> [Records provided]:
· · ·
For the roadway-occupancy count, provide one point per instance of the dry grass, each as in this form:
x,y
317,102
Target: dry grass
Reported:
· · ·
> [What to do]: Please convert the rows above into a JSON list of strings, one string per line, leaving out any blank lines.

> [Reply to the task]:
[
  "For the roadway-occupancy count, provide one point per instance of the dry grass, each as in this form:",
  "x,y",
  "317,102",
  "Target: dry grass",
  "Reported:"
]